During its operation, the gaol was the setting for 133 hangings. The most infamous was that of bushranger Ned Kelly at the age of 25, on 11 November 1880. After a two-day trial, Kelly was convicted of killing a police officer. As stated by law at the time, executed prisoners were buried in unmarked graves in the gaol burial yard. Before burial, a death mask was produced from the executed prisoners head as part of the phrenological study of hanged felons. Historian and associate professor of Wollongong University, John McQuilton, states that the lack of monitoring for burial processes was odd, given Victorian society's normally brilliant attention to detail.

The gallows occupied several different sites within the gaol. A free-standing scaffold was used for early executions, initially outside the main gate and later in one of the yards; for a triple hanging in 1864 it was erected just inside the main gate complex. Diarist Charles Evans witnessed the aftermath of the 1853 triple hanging of bushrangers William Atkins, George Wilson and George Melville:

All went to Melbourne. Passed by the jail and saw the tightened ropes which supported the lifeless bodies of three wretches who had been executed a half an hour before. The bodies were hidden from view by a wooden erection, a contrivance which takes a little from the horror of the exhibition. To have the last awful grapple with death set up like curiosity for the edification of a gaping multitude is a sickening contrivance unworthy of an advanced country.

*INFORMATION SHOWN:*
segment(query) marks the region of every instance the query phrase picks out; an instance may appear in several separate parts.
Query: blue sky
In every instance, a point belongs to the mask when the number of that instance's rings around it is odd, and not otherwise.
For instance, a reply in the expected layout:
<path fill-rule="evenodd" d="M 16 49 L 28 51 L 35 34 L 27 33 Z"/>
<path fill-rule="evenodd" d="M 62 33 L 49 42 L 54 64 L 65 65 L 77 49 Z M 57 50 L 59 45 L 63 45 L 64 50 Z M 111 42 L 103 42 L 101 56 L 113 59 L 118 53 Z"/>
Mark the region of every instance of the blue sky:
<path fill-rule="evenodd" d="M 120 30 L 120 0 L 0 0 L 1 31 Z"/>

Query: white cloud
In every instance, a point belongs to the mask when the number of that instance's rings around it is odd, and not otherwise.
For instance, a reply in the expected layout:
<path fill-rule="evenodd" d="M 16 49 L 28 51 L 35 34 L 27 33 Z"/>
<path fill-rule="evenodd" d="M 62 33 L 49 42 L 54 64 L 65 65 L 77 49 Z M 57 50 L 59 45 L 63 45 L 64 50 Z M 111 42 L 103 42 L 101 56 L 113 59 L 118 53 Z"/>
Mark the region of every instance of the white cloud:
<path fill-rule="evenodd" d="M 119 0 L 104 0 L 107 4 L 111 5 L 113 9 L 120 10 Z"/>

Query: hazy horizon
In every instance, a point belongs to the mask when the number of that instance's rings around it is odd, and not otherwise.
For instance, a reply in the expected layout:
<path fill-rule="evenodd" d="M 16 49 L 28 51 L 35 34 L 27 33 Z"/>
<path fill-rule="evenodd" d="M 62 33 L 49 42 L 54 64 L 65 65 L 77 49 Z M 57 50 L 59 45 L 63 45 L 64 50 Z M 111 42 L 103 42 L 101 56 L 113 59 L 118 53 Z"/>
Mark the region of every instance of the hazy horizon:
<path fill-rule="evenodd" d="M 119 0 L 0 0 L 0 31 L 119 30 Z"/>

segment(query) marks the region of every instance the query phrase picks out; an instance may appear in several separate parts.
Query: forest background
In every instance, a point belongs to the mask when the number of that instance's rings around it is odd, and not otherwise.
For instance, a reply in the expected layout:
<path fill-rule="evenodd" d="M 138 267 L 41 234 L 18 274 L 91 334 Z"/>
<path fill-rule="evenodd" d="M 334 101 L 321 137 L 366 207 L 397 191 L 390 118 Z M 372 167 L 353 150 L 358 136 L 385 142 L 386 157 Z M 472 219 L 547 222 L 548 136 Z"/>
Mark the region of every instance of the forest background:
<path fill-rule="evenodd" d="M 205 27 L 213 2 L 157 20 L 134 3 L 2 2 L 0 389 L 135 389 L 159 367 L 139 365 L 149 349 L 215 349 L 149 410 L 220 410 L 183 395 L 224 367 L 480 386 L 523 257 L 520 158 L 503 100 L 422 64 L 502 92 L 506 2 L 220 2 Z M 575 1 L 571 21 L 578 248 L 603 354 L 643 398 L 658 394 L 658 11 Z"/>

*YOUR TASKS:*
a - List every person the gaol passage names.
b - Write out the gaol passage word for word from "During its operation, the" to "attention to detail.".
Work from the gaol passage alone, without drawing on the rows.

*ANSWERS BY TASK:*
a - Ned Kelly, John McQuilton, Charles Evans, William Atkins, George Wilson, George Melville

b -
During its operation, the gaol was the setting for 133 hangings. The most infamous was that of bushranger Ned Kelly at the age of 25, on 11 November 1880. After a two-day trial, Kelly was convicted of killing a police officer. As stated by law at the time, executed prisoners were buried in unmarked graves in the gaol burial yard. Before burial, a death mask was produced from the executed prisoners head as part of the phrenological study of hanged felons. Historian and associate professor of Wollongong University, John McQuilton, states that the lack of monitoring for burial processes was odd, given Victorian society's normally brilliant attention to detail.